Reproduce the items below without changes, starting with the first line and going on through the line with "point(215, 212)". Leave the pictures out of your answer.

— Begin INPUT DATA —

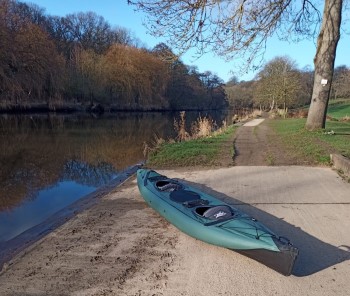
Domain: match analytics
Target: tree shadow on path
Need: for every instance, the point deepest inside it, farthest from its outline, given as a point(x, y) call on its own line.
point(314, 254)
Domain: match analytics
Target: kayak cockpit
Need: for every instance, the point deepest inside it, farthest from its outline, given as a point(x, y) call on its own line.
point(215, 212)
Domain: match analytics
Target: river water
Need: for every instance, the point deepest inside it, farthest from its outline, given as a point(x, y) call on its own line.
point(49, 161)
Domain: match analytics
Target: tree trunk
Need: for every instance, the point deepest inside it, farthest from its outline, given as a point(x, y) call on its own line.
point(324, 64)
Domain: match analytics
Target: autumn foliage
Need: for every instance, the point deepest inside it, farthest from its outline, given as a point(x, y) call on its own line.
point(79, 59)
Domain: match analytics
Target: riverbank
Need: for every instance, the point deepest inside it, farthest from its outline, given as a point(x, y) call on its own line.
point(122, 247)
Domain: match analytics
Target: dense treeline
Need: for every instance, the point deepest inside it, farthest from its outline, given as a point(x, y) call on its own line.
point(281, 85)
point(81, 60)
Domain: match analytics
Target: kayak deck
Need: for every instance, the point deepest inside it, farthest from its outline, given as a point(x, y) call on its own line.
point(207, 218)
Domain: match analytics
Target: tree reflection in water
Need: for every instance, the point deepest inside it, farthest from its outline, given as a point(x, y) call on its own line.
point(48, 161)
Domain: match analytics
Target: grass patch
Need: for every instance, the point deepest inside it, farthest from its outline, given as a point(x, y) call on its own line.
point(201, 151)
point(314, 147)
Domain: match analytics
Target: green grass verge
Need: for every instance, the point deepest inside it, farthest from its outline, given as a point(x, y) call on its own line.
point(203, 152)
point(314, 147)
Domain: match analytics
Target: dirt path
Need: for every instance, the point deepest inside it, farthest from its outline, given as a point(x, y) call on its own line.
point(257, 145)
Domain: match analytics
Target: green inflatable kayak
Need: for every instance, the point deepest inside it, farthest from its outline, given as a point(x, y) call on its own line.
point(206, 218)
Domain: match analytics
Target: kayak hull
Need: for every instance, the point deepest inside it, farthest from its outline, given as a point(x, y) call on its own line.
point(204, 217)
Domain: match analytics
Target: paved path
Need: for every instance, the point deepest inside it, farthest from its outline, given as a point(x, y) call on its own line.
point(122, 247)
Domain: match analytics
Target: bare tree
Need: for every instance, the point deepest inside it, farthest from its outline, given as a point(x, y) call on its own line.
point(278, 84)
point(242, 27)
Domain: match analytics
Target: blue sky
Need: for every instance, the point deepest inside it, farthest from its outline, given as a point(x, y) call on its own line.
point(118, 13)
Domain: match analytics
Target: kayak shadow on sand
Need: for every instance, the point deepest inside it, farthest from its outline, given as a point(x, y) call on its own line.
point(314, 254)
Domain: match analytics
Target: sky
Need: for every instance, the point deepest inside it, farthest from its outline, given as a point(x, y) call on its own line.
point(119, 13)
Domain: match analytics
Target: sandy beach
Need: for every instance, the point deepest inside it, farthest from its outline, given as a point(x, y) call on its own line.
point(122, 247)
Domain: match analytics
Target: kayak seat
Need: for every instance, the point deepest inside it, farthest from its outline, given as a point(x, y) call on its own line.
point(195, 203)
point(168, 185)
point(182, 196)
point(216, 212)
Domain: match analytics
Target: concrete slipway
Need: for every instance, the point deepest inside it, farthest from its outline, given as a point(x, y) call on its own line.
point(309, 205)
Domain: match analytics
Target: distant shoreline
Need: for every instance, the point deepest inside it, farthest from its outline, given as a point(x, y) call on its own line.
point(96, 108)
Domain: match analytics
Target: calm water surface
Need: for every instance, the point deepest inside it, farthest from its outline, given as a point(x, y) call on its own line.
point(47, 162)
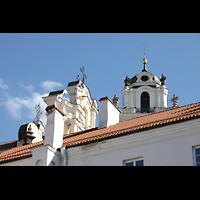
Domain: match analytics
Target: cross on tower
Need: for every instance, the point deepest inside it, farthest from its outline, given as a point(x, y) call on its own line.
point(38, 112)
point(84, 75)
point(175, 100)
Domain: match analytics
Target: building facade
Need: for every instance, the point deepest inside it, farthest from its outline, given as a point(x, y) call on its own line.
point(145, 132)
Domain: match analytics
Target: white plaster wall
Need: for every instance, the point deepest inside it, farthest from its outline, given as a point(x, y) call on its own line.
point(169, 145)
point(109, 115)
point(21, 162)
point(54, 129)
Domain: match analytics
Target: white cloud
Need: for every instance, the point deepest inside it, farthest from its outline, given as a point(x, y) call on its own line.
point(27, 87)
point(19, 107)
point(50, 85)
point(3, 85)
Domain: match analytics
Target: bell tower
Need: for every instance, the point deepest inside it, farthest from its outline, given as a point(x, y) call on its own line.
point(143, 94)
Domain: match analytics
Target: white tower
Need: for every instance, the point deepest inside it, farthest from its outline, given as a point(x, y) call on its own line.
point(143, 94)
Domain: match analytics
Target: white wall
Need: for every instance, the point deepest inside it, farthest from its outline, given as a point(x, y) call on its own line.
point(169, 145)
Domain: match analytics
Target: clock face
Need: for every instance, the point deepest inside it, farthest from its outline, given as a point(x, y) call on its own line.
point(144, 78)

— End INPUT DATA —

- FULL OUTPUT:
Domain: match analytics
Target: tree shadow on path
Need: for every instance, the point deepest inside it, farthest from its outline, given as a point(x, y) call on its own line.
point(314, 254)
Domain: match analytics
Target: kayak cockpit
Need: for every instance, the point deepest inside it, farthest from its outline, given as a point(x, y) call on its own line.
point(215, 212)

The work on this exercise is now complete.